▶ Written task
Write out the material exactly, with the pictures left out.

Entries from a dataset
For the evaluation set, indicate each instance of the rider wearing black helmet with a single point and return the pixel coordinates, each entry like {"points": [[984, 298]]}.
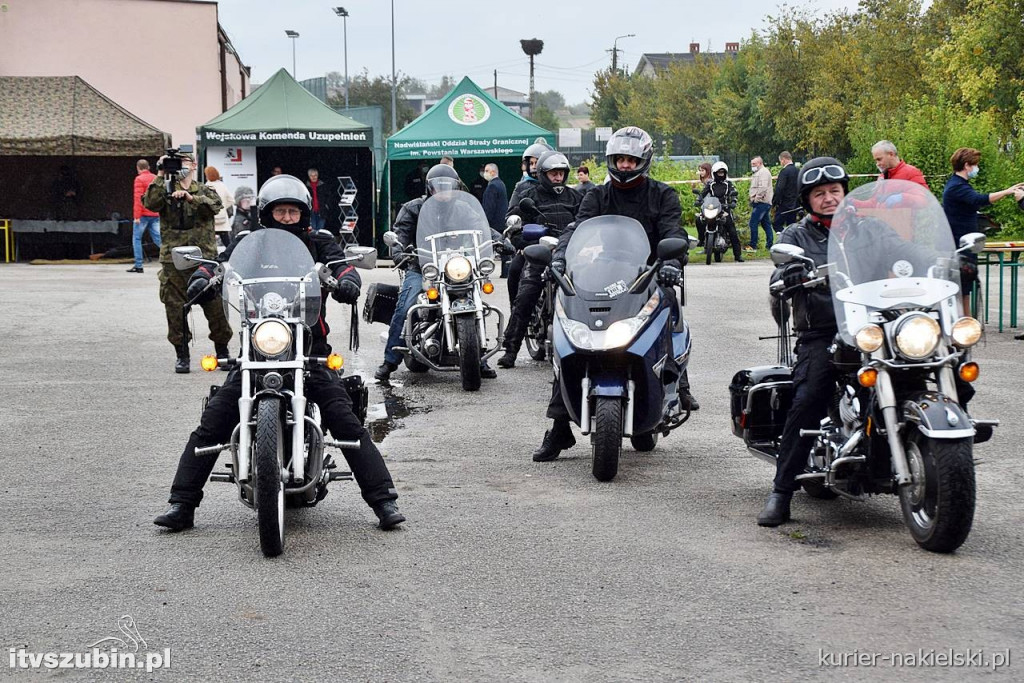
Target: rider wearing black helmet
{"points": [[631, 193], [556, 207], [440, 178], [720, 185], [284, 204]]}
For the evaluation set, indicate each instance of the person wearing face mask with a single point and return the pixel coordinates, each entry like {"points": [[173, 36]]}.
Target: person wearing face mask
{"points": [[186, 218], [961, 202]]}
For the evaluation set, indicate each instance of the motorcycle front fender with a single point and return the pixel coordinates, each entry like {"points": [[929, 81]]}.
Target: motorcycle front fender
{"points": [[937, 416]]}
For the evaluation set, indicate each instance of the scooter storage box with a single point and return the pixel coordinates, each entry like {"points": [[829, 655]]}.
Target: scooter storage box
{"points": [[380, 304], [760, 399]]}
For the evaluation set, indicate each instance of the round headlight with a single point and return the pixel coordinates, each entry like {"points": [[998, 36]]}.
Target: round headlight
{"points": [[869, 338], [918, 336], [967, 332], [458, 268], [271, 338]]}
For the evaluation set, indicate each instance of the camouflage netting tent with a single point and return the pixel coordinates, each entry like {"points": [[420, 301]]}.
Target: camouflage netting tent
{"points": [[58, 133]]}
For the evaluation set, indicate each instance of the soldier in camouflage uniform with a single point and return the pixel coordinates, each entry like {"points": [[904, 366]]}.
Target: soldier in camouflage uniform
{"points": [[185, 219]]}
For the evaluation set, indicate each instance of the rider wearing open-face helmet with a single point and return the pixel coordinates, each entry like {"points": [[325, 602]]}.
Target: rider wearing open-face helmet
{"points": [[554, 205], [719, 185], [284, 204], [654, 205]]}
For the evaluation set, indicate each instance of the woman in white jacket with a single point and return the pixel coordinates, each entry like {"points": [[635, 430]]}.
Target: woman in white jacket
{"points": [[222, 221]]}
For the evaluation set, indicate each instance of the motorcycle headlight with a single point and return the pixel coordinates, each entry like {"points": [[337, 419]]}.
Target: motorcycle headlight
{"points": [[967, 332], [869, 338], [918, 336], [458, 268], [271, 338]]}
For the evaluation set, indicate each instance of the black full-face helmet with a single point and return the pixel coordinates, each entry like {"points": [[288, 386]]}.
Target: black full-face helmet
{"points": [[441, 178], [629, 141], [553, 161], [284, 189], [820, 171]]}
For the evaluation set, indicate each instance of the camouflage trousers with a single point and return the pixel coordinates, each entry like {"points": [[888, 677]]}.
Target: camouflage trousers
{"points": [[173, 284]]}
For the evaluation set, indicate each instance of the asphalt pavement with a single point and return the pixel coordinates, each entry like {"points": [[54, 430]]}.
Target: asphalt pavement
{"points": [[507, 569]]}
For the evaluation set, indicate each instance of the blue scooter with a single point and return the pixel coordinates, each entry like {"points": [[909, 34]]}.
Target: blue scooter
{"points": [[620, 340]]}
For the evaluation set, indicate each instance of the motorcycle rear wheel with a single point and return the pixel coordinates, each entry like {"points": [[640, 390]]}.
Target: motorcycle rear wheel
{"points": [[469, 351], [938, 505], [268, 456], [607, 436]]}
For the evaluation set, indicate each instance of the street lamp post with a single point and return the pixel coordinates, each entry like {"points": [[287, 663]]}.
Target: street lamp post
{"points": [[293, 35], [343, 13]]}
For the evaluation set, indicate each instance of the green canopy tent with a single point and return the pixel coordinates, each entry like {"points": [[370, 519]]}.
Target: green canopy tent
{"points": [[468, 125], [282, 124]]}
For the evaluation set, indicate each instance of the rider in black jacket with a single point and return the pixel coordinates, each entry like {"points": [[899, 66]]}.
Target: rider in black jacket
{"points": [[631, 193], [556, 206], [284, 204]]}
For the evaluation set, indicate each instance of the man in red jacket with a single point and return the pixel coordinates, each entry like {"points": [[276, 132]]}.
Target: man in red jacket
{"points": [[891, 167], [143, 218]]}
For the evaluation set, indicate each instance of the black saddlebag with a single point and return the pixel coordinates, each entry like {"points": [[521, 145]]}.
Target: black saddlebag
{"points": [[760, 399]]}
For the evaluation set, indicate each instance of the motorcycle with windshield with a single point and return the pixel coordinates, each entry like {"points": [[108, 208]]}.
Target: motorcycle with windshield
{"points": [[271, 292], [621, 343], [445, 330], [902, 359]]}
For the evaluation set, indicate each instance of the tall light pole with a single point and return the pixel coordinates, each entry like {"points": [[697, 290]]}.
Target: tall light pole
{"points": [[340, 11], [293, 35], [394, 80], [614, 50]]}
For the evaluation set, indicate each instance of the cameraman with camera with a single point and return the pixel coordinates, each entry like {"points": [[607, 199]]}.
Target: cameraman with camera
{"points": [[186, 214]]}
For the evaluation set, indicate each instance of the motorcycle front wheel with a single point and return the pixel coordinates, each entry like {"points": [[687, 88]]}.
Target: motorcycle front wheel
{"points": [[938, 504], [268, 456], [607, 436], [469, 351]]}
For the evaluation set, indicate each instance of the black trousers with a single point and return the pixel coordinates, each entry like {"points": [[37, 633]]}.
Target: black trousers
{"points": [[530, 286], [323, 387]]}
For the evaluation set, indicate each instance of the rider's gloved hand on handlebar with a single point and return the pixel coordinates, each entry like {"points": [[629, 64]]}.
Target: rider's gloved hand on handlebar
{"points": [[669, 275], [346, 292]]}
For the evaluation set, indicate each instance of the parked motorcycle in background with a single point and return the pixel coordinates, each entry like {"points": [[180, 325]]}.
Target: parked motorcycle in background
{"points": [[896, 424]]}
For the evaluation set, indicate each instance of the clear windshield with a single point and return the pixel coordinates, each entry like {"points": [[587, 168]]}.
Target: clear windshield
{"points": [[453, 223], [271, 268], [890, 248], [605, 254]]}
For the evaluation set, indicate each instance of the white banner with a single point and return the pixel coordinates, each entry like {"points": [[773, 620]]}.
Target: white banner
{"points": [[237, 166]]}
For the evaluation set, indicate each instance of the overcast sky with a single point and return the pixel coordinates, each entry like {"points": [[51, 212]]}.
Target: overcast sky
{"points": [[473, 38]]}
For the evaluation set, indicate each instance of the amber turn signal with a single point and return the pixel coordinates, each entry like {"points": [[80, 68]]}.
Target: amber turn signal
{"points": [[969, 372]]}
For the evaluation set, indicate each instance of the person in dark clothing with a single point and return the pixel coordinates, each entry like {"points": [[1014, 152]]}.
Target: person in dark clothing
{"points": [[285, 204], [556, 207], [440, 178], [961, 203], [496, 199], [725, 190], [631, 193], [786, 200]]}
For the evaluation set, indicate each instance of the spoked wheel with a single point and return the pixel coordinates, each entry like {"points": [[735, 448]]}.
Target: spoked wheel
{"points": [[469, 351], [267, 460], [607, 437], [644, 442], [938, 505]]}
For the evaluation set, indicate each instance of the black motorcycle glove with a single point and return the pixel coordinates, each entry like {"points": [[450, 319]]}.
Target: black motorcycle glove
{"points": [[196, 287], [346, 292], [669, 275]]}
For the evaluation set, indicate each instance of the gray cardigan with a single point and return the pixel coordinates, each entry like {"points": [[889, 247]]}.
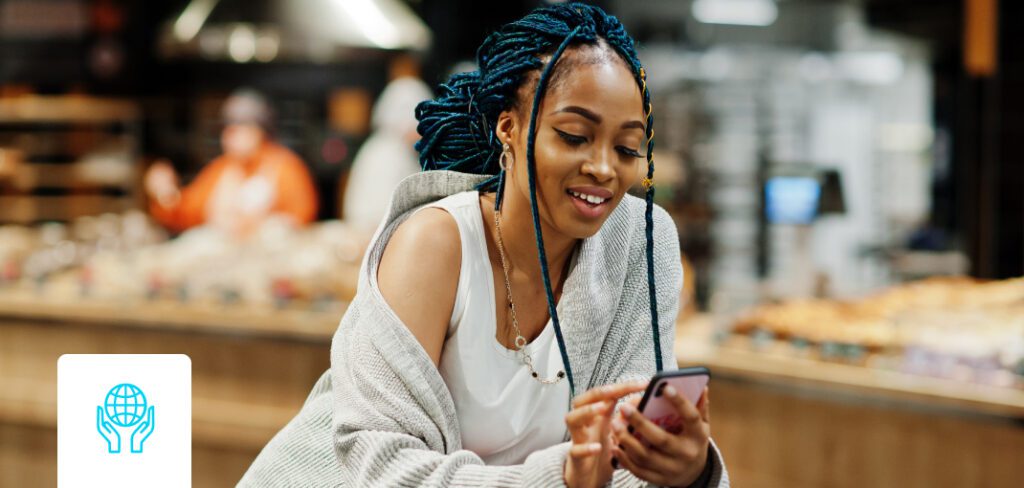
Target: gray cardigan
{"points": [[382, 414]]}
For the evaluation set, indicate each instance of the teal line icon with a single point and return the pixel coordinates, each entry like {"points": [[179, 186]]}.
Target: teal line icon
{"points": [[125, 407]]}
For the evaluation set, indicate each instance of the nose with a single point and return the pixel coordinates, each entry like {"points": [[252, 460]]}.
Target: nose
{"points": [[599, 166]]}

▶ Result for this task
For the evaluation set, indicate each instance of the rider wearing black helmet with a single point and return the pixel coordinates, each entry like {"points": [[984, 298]]}.
Target: rider wearing black helmet
{"points": [[631, 193], [556, 207], [440, 178], [720, 185], [284, 204]]}
For the evaluation set, indicate each instance of the person wearing face mask with a single point and return the pixel coordinates, each entry like {"points": [[173, 36]]}.
Target: person wearing face mask
{"points": [[186, 218], [961, 202]]}
For the evaluation set, indicate each instance of the motorcycle front fender with a single point and return the pixel coordinates, each entry like {"points": [[929, 81]]}.
Target: motorcycle front fender
{"points": [[937, 416]]}
For the evaluation set, indicate each instance of the scooter storage box with a single point and return the pixel coordinates, each entry like {"points": [[829, 655]]}.
Target: scooter storage box
{"points": [[380, 304], [760, 399]]}
For the evaluation set, indicate each instance of the round headlight with a single point and return the pixel coordinates, each entry like {"points": [[998, 36]]}.
Target: round headlight
{"points": [[869, 338], [918, 336], [967, 332], [458, 268], [271, 338]]}
For the evaluation set, indicate each instance of the camouflage netting tent with a single point and return the pixel coordinates, each entry like {"points": [[420, 301]]}.
Target: camouflage netting tent
{"points": [[58, 133]]}
For the evaluation set, indicate each instance of the soldier in camouflage uniform with a single point and return the pixel coordinates, each entry like {"points": [[904, 366]]}.
Target: soldier in camouflage uniform
{"points": [[185, 219]]}
For the evaluation set, indicate each instance of the rider wearing open-face helmet with a single point and return the pixel coordinates, each entry like {"points": [[325, 602]]}.
Target: rider wearing open-face helmet
{"points": [[554, 205], [719, 185], [284, 204], [654, 205]]}
For the evaluation set, indicate each instance of the woman in white jacket with a single point and return the pixel coordinates, each entry like {"points": [[635, 430]]}.
Target: woman in white jacket
{"points": [[222, 221]]}
For the evaluation set, indicate each instance of the motorcycle headlight with a single point and return the pixel coordinates, each entry like {"points": [[337, 419]]}.
Target: motorcycle headlight
{"points": [[967, 332], [869, 338], [918, 336], [458, 268], [271, 338]]}
For the evaluation set, indicate each instance of the black full-face helmet with a single point and return the pixel coordinates, each entry like {"points": [[288, 386]]}.
Target: black full-face helmet
{"points": [[441, 178], [629, 141], [553, 161], [284, 189], [820, 171]]}
For the evaluation set, indicate each instance of the camouflage trousers with a single point and return the pixel coordinates, each entry like {"points": [[888, 677]]}.
Target: camouflage trousers
{"points": [[173, 284]]}
For the evaluation set, indicate each instance of the asphalt pavement with a single point and return the pixel coordinates, each entry like {"points": [[54, 430]]}.
Target: asphalt pavement
{"points": [[507, 569]]}
For the evaluation set, indicate each instance of the blue scooter with a single point and return the pixel coordinates, each entry like {"points": [[909, 34]]}.
Target: blue scooter
{"points": [[620, 340]]}
For the evaluation set, indicate each instance of the motorcycle rear wheel with a single point and return the pixel coordinates, each entry like {"points": [[640, 390]]}.
Target: motorcycle rear wheel
{"points": [[469, 351], [938, 505], [268, 456], [607, 436]]}
For the evaluation set, indicate each instance of the street lamp post with a single point and return the pixel coordinates, each entry like {"points": [[287, 663]]}.
Target: street lamp post
{"points": [[293, 35], [343, 13]]}
For the evaluation set, indicate each instance of the green canopy tent with a single point and return the pixel coordinates, each entry like {"points": [[370, 519]]}.
Target: green canopy tent
{"points": [[468, 125], [282, 124]]}
For the evaluation set, indicate each instance of the rider in black jacket with a single point and return the pixel coordinates, each entry like {"points": [[899, 66]]}.
Target: rider in black jacket
{"points": [[631, 193], [556, 206], [284, 204]]}
For the evaluation set, indicate each instance of the man in red jacket with a single point and return the pixel coordinates, each entry like {"points": [[276, 132]]}.
Target: man in red jacket
{"points": [[891, 167], [143, 218]]}
For the evaluation set, indicate each instance of the black saddlebag with a single point and return the pixel coordinates, each entry like {"points": [[521, 145]]}.
Target: black saddlebag
{"points": [[760, 399]]}
For the evaluation set, indicate each instance of the motorcycle with windshield with a single point and return the pixel coordinates, each entry like {"points": [[108, 208]]}.
Target: motorcycle with windshield
{"points": [[271, 292], [621, 343], [445, 330], [902, 359]]}
For the evaluation set, indicate each instance of the tall light pole with a single point and return the pixel coordinates, each entry like {"points": [[697, 290]]}.
Target: tall light pole
{"points": [[340, 11], [293, 35], [394, 80], [614, 50]]}
For the evaluation set, indicate each instance of the cameraman with camera with a single point and return the pixel coordinates, each entry like {"points": [[607, 199]]}.
Target: cameraman with camera
{"points": [[186, 214]]}
For the evaluation set, indicate each instance of the motorcycle front wheel with a single point and return the pixel coordinates, each entry like {"points": [[687, 88]]}.
Target: motorcycle front wheel
{"points": [[938, 504], [268, 456], [607, 436], [469, 351]]}
For the evaluation set, indicate each instance of the black trousers with a single point and return the pixel coordinates, each entry like {"points": [[37, 633]]}.
Target: black trousers
{"points": [[530, 286], [323, 387]]}
For the evaluation set, indicate each instance of the rider's gloved hand on handlebar with a single point and return the pixel coordinates, each entry like {"points": [[629, 64]]}.
Target: rider's gloved hand on handlebar
{"points": [[669, 275], [346, 292]]}
For the evaluation set, indicate each instance of the parked motorcycle in background with a single point and return the pixel coordinates, each entry like {"points": [[180, 325]]}.
Target: parked motorcycle in background
{"points": [[896, 424]]}
For the evaluation set, indicate each instance of the clear windshield with a single point and return the pixel coordinates, each entry like {"points": [[587, 168]]}.
Target: clear windshield
{"points": [[453, 223], [271, 268], [890, 248], [605, 254]]}
For the evaluation set, indicate each instance of the white banner with a single point and return the pixel coordinates, each entry like {"points": [[773, 620]]}.
Target: white banner
{"points": [[237, 166]]}
For the evaluation set, indicate each instance of the overcast sky with a single point and return the pixel coordinates, each entry like {"points": [[51, 212]]}.
Target: overcast sky
{"points": [[473, 38]]}
For the evaluation set, indicate each instance of the amber turn signal with a single point and return the pixel coordinates, each entry like {"points": [[80, 68]]}.
Target: amber turn signal
{"points": [[969, 372]]}
For the evaluation set, indicate each instance of the person in dark clothing with a single point and return the pixel coordinates, each entry like {"points": [[1014, 152]]}.
Target: person in dark clothing
{"points": [[285, 204], [556, 207], [440, 178], [961, 203], [496, 199], [725, 190], [631, 193], [786, 200]]}
For the evaluation set, indicate each instance of the spoked wheel with a single point and return the pixel coordinates, each entry like {"points": [[735, 448]]}.
Target: spoked wheel
{"points": [[469, 351], [267, 460], [607, 437], [644, 442], [938, 505]]}
For the evaluation set, indicate each instance of the black motorcycle glove with a single point and return the pixel coordinates, each entry like {"points": [[450, 319]]}.
Target: black motorcycle glove
{"points": [[196, 287], [346, 292], [669, 275]]}
For the evaluation set, indicate each instance of the gray cardigan with a single point and return the pixel coordinates, each entry like {"points": [[889, 247]]}.
Target: gray cardigan
{"points": [[382, 414]]}
For the evaluation set, indicate each instance of the teal line icon with a single point and return the pixel coordinates, each entry like {"points": [[179, 186]]}.
Target: teal line icon
{"points": [[125, 407]]}
For the evaluation set, indicate each instance of the nose with a single point and return the pixel coordinates, each entry like {"points": [[252, 460]]}.
Target: nose
{"points": [[599, 166]]}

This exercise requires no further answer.